** Page excerpt **

(begin)

Shiyuan Xu, Untitled, 2016. Porcelain, paper, and clay, 7 x 9 x 11 in.

Made in the Middle: Art and the Crossroads of Kansas City

In many ways, the story of art in Kansas City is a familiar one – adventurous and untamed, with a rogue determination that lingers as a holdover from the days of the Wild West. Artists are trailblazers. They are the first to persist in cold winters and hot summers, working in structures suitable for little more than warehouse storage. They are the first to see potential studio space in an irreparable building. They are the first to put creativity above profit, renting out or lending rooms to other artists for less money than conventional landlords. They are the last to give up on underdeveloped districts and the last to yield to greedy commercialization. Artists in search of cheap housing and studio space – residential blank slates – plant the first seeds of growth in neglected neighborhoods, turning them into vibrant communities. Artists in Kansas City don’t play by the rules, because the rules are flexible in the open space between the coasts, where artists can do their thing and be forgotten. Kansas City is for outlaws.

The Crossroads District epitomizes the tenacity of one group of artists determined to pioneer a creative community. Now an essential artery of the Kansas City creative body, the Crossroads has gone through major transformations over the years. The gritty birthplace of Kansas City’s beloved First Fridays was once virtually a ghost town, an uninhabited limbo between Midtown and Downtown; now it is a destination for locals and visitors on the hunt for contemporary art. Jim Leedy, veteran ceramic artist and grandfather of the scene, bought property in the destitute area in the early 1980s. Long before the neighborhood had a name, artists simply called it Leedy – ville. Today, the Leedy-Voulkos Art Center is considered one of the best places to find large-scale ceramics and sculpture in various mediums. Longstanding institutions share blocks with newer galleries, interlacing classic with contemporary in a borderless web of expanding commerce. Hip boutiques, coffee-shop bakeries, and worldclass restaurants are some of the many businesses that have sprung up beside or connected to galleries and working studios. Even when visitors believe they are leaving the art district, another gallery comes into sight in an unexpected part of town – another empty space surprisingly filled by an artist.

Kayla Mattes and Justin Seibert, The Shape of Things, 2017. 2 views of installation at Front/Space.

The Crossroads Art District has boomed to include more than 90 galleries altogether. Even compact spaces, like Cerbera Gallery, make room for exceptional small sculpture, and local artists like Emily Connell, who casts Hungarian Bibles in fine porcelain, can be inches away from Beth Cavener and Tara Donovan. Venues that make a special place for large sculpture include the beloved Blue Gallery, which shows Graham Lane’s self-reflective bronze and wood sculptures; the diverse Paragraph, where fiber sculptor Noël Morical’s Wiggle Room turned the space into another world, and the impressive Weinberger Fine Arts, which represents Misty Gamble’s decadent busts and Brett Reif’s bulbous, tiled organisms. The open spaces in these galleries accommodate a variety of sculpture, giving it plenty of room to breathe, and even hang from the ceiling.

(end)

** Record extracts **
(begin)

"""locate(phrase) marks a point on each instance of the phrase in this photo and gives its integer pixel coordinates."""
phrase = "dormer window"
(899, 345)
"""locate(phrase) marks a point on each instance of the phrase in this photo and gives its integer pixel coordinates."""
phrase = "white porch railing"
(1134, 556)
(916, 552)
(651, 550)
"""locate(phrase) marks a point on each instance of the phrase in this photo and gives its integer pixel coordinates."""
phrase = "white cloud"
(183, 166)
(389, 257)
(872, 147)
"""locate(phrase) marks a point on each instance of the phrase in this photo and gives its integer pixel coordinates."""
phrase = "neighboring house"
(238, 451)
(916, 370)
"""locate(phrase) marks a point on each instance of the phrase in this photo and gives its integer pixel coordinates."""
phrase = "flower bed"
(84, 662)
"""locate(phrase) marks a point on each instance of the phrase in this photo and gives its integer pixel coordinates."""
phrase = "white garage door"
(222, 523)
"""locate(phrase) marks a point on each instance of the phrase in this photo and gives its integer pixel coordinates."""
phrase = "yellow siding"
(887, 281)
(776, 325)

(end)

** Task details **
In the article on art in Kansas City above, how many galleries does the Crossroads Art District include?

** Answer for this exercise **
More than 90 galleries.